▸ REQUIRED WORK: Can the data below be set down again exactly, line for line?

───── MATERIAL FOR THE TASK ─────

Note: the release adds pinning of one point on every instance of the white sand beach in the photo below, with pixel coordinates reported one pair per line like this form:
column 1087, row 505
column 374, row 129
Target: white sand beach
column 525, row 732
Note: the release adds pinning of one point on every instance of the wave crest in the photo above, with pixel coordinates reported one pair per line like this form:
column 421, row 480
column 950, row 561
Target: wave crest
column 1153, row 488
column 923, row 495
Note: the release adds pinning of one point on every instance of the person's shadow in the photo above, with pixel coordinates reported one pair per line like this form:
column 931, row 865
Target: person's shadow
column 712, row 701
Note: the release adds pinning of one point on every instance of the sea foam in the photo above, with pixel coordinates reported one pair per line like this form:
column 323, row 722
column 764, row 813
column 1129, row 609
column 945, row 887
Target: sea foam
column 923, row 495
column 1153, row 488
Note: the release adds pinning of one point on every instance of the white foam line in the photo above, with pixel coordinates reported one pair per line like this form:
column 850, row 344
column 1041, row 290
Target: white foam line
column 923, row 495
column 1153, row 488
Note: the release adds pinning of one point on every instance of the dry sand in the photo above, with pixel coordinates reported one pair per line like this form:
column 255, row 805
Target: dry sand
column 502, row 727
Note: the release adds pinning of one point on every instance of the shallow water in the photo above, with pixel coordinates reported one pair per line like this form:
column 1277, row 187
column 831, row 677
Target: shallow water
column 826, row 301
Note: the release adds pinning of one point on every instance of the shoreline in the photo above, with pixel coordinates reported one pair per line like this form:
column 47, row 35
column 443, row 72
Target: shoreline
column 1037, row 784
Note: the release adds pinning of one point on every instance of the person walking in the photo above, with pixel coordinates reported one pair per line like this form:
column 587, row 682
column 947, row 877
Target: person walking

─────

▸ OUTPUT FOR THIS EXERCISE:
Note: the release adds pinning of one point on every instance of the white sand beach in the photo below, with pixel coordinates reported one pair per line like this form:
column 1087, row 505
column 374, row 129
Target: white sand beach
column 525, row 732
Note: the release adds pinning of one point on every instance of the wave crest in the photo above, with pixel coordinates reported one pair per line like this form:
column 421, row 480
column 950, row 561
Target: wave crest
column 1153, row 488
column 923, row 495
Note: the release adds pinning of one point on every instance of the person's shadow in the photo above, with pixel coordinates reported one pair per line like this form:
column 931, row 865
Target: person's shadow
column 712, row 701
Note: the release adds pinning of one point on every instance of the sea foam in the photo above, with pixel coordinates reported one pair per line like this form:
column 323, row 722
column 764, row 813
column 1129, row 609
column 945, row 887
Target: sea foam
column 923, row 495
column 1153, row 488
Note: the release adds pinning of one point on every instance of the white foam line in the photo above, with pixel coordinates reported one pair per line like this form:
column 850, row 344
column 1041, row 290
Target: white foam line
column 923, row 495
column 1153, row 488
Note: the release adds pinning of one point on every instance of the dry sand in the photo above, with pixel coordinates reported one pair per line like this form:
column 255, row 805
Target: dry sand
column 502, row 727
Note: the release adds pinning of one point on every instance of the shallow water in the photo above, with pixel coordinates reported one pair per line like this form:
column 1277, row 187
column 831, row 677
Target: shallow water
column 826, row 301
Note: the release adds pinning of one point on every instance of the shoreline in the photo above, with pixel coordinates reported one pair per line like this form:
column 47, row 35
column 443, row 72
Target: shoreline
column 1037, row 784
Note: the release adds pinning of one point on every instance of the person walking in the photo above, with pixel coordinates reported one pair per line like this form:
column 587, row 682
column 947, row 877
Target: person walking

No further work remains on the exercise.